■ EXERCISE DESCRIPTION:
Convert the data below into a JSON list of strings, one string per line and no strings for blank lines.

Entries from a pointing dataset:
╔══

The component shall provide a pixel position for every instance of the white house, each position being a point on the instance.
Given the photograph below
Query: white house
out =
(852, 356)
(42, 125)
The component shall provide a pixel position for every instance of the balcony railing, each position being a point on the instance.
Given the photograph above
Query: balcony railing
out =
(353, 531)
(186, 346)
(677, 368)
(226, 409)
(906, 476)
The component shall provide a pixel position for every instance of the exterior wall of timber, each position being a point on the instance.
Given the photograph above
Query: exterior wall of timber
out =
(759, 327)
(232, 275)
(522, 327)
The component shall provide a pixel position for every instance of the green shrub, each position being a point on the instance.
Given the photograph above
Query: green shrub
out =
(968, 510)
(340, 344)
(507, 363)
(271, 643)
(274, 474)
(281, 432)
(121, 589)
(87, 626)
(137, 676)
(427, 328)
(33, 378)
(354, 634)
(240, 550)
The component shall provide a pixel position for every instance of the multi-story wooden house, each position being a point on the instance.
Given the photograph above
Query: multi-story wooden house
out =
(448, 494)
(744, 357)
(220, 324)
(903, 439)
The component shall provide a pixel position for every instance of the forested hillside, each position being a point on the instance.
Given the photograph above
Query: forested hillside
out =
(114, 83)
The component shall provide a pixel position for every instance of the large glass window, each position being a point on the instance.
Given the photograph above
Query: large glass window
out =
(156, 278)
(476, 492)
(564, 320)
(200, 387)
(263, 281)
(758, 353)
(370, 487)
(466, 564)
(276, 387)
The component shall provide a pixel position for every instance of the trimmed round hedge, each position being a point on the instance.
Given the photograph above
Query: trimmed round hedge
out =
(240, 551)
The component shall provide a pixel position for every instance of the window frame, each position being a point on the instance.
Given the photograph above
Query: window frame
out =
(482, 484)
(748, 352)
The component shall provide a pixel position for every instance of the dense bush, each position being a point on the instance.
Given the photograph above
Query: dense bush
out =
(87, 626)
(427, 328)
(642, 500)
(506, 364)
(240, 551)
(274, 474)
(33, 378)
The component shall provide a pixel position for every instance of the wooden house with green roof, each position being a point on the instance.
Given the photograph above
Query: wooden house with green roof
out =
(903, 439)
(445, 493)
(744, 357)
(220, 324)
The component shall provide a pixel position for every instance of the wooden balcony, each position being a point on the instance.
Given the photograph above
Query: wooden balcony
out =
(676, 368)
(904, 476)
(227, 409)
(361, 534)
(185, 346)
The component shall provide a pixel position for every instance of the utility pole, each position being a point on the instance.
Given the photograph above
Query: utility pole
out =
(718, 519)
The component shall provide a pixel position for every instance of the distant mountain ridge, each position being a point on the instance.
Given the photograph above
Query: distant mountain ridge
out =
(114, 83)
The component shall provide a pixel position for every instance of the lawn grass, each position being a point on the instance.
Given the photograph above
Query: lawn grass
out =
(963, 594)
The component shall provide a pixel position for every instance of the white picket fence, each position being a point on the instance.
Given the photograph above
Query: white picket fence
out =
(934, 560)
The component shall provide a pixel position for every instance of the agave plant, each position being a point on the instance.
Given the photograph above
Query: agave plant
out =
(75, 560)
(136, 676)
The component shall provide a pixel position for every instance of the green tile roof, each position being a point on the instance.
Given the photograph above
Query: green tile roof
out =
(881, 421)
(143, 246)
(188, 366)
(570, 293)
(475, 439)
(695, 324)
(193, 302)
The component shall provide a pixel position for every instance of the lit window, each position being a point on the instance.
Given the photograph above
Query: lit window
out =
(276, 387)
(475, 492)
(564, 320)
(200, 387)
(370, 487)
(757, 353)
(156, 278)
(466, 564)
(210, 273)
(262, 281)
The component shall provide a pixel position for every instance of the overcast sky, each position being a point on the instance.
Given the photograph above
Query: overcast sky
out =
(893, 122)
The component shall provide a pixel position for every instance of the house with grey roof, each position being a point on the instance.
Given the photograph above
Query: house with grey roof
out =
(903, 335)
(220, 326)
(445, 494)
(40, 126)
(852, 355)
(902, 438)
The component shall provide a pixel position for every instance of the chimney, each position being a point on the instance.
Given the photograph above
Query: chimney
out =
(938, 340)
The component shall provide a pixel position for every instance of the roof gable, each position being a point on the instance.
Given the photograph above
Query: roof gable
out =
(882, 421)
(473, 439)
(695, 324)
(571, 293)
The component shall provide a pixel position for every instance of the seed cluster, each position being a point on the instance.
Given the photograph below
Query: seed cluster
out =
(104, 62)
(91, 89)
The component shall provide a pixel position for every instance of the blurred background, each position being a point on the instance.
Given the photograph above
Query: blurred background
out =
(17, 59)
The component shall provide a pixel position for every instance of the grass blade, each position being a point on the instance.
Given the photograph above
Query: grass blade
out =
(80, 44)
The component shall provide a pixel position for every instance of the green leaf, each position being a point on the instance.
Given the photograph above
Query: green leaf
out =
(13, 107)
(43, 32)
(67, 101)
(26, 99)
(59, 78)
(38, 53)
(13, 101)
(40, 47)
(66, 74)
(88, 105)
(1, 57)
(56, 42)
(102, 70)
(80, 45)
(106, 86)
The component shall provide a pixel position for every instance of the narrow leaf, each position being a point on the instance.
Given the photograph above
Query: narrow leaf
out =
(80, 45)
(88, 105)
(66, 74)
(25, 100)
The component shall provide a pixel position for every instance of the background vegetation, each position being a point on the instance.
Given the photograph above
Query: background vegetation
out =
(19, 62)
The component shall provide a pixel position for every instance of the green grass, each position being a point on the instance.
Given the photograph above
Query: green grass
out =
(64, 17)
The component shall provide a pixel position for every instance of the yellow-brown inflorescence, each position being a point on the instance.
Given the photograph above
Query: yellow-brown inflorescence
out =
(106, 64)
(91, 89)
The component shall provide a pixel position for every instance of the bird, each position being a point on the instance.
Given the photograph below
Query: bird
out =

╚══

■ SOLUTION:
[
  "The component shall provide a pixel position for every instance of the white house, each position being a point on the instance.",
  "Given the photograph below",
  "Query: white house",
  "out =",
  "(852, 356)",
  "(42, 125)",
  "The component shall provide a pixel position for every instance of the balcony railing, each position being a point on the instance.",
  "Given the photograph above",
  "Query: balcony railing",
  "out =",
  "(353, 531)",
  "(186, 346)",
  "(677, 368)",
  "(226, 409)",
  "(906, 476)",
  "The component shall provide a pixel position for every instance of the exterior wall of timber, each position being a point on the instance.",
  "Given the photograph above",
  "Query: exterior wall of timber",
  "out =",
  "(759, 327)",
  "(232, 275)",
  "(522, 327)",
  "The component shall provide a pixel position for every instance of the green shrub, each position being a point on the instance.",
  "Given the photograph above",
  "Query: green shrub",
  "out =",
  "(968, 510)",
  "(340, 344)",
  "(507, 363)",
  "(271, 643)",
  "(274, 474)",
  "(281, 432)",
  "(121, 589)",
  "(87, 626)",
  "(137, 676)",
  "(427, 328)",
  "(33, 378)",
  "(354, 634)",
  "(240, 550)",
  "The component shall provide a pixel position for every instance of the multi-story wooden house, each position being a point on the instance.",
  "Given the photograph above",
  "Query: multi-story wooden house",
  "out =",
  "(448, 494)",
  "(744, 357)",
  "(220, 324)",
  "(903, 439)",
  "The component shall provide a pixel position for every instance of the forested hillside, each position being a point on the instance.",
  "Given the photograph above",
  "Query: forested hillside",
  "out =",
  "(114, 83)",
  "The component shall provide a pixel position for every instance of the large glass window, each position being a point on the instance.",
  "Given the photograph above",
  "Query: large glass window",
  "out =",
  "(156, 278)",
  "(476, 492)",
  "(564, 320)",
  "(200, 387)",
  "(263, 281)",
  "(758, 353)",
  "(370, 487)",
  "(466, 564)",
  "(276, 387)",
  "The component shall provide a pixel position for every instance of the trimmed round hedge, each position being a point on the instance.",
  "Given the photograph above",
  "Query: trimmed round hedge",
  "out =",
  "(240, 551)",
  "The component shall provide a pixel position for every instance of the window frame, each position being a point on the instance.",
  "Given the photograph above",
  "Query: window frame",
  "out =",
  "(482, 484)",
  "(748, 352)",
  "The component shall provide a pixel position for every instance of the dense bush, each position being a point on the instance.",
  "Given the photograph above",
  "Query: dense bush",
  "out =",
  "(87, 626)",
  "(427, 328)",
  "(642, 500)",
  "(506, 364)",
  "(240, 551)",
  "(274, 474)",
  "(33, 378)",
  "The component shall provide a pixel position for every instance of the wooden house with green roof, each position being a point on the instance.",
  "Given the photograph above",
  "Query: wooden house with green roof",
  "out =",
  "(903, 439)",
  "(445, 493)",
  "(744, 357)",
  "(220, 324)",
  "The component shall provide a pixel position for every instance of the wooden balcony, each position being a point on the instance.",
  "Given the photograph above",
  "Query: wooden balcony",
  "out =",
  "(676, 368)",
  "(904, 476)",
  "(227, 409)",
  "(361, 534)",
  "(185, 346)",
  "The component shall provide a pixel position for every instance of the utility pole, each position being a point on the instance.",
  "Given the photograph above",
  "Query: utility pole",
  "out =",
  "(718, 519)",
  "The component shall provide a pixel position for every instance of the distant mountain ridge, each position being a point on the instance.",
  "Given the photograph above",
  "Query: distant mountain ridge",
  "out =",
  "(114, 83)",
  "The component shall provide a pixel position for every instance of the lawn grass, each position being a point on the instance.",
  "Given the photograph above",
  "Query: lawn grass",
  "out =",
  "(963, 594)",
  "The component shall provide a pixel position for every instance of the white picket fence, each position being a point on the instance.",
  "Given the photograph above",
  "Query: white picket fence",
  "out =",
  "(934, 560)",
  "The component shall provide a pixel position for every instance of the agave plant, each position being a point on the instance.",
  "Given the photograph above",
  "Query: agave plant",
  "out =",
  "(75, 560)",
  "(136, 676)",
  "The component shall provide a pixel position for every instance of the green tile roof, each position being a point on the instance.",
  "Given the photograph above",
  "Query: green tile roof",
  "out =",
  "(881, 421)",
  "(143, 246)",
  "(188, 366)",
  "(570, 293)",
  "(475, 439)",
  "(695, 324)",
  "(193, 302)",
  "The component shall provide a pixel position for every instance of the lit window, each position being a point on the instance.",
  "Given the photograph above",
  "Query: lit window",
  "out =",
  "(276, 387)",
  "(475, 492)",
  "(564, 320)",
  "(200, 387)",
  "(370, 487)",
  "(757, 353)",
  "(156, 278)",
  "(466, 564)",
  "(210, 273)",
  "(262, 281)",
  "The component shall provide a pixel position for every instance of the overcast sky, each position being a point on the instance.",
  "Given the photograph above",
  "Query: overcast sky",
  "out =",
  "(893, 122)",
  "The component shall provide a pixel position for every instance of the house with grey roof, each position being a point on the instance.",
  "Given the photograph above",
  "Query: house with grey roof",
  "out =",
  "(903, 335)",
  "(220, 326)",
  "(445, 494)",
  "(40, 126)",
  "(852, 355)",
  "(902, 438)",
  "The component shall provide a pixel position for every instance of the chimney, each position being a point on the instance.",
  "Given the photograph above",
  "Query: chimney",
  "out =",
  "(938, 340)",
  "The component shall provide a pixel position for every instance of the roof gable, each position being a point on the instance.",
  "Given the photograph above",
  "Query: roof gable",
  "out =",
  "(882, 421)",
  "(473, 439)",
  "(695, 324)",
  "(571, 293)",
  "The component shall provide a pixel position for every instance of the seed cluster, each position being a point on the instance.",
  "Given the photograph below",
  "Query: seed cluster",
  "out =",
  "(104, 62)",
  "(91, 89)",
  "The component shall provide a pixel position for every instance of the blurred background, each position being a point on the instance.",
  "Given the photograph above",
  "Query: blurred background",
  "out =",
  "(17, 59)",
  "The component shall provide a pixel position for every instance of the grass blade, each position being a point on the instance.",
  "Given the photograph above",
  "Query: grass blade",
  "out =",
  "(80, 44)",
  "The component shall provide a pixel position for every instance of the green leaf, each position being a point on the instance.",
  "Given the photograph above",
  "Query: green leaf",
  "out =",
  "(13, 107)",
  "(43, 32)",
  "(67, 101)",
  "(26, 99)",
  "(59, 78)",
  "(38, 53)",
  "(13, 101)",
  "(40, 47)",
  "(66, 74)",
  "(88, 105)",
  "(1, 57)",
  "(56, 42)",
  "(102, 70)",
  "(80, 45)",
  "(106, 86)",
  "The component shall provide a pixel position for every instance of the narrow leaf, each position being a point on the instance.",
  "Given the photograph above",
  "Query: narrow leaf",
  "out =",
  "(80, 45)",
  "(88, 105)",
  "(66, 74)",
  "(25, 100)",
  "The component shall provide a pixel position for every instance of the background vegetation, each position being a point on the instance.",
  "Given the photograph above",
  "Query: background vegetation",
  "out =",
  "(19, 62)",
  "The component shall provide a pixel position for every instance of the green grass, each position being a point on the instance.",
  "Given the photograph above",
  "Query: green grass",
  "out =",
  "(64, 17)",
  "The component shall provide a pixel position for every instance of the yellow-brown inflorescence, each position being a point on the instance.",
  "Given the photograph above",
  "Query: yellow-brown inflorescence",
  "out =",
  "(106, 64)",
  "(91, 89)",
  "The component shall provide a pixel position for every instance of the bird, each position being a point on the instance.",
  "Given the photograph below",
  "Query: bird",
  "out ="
]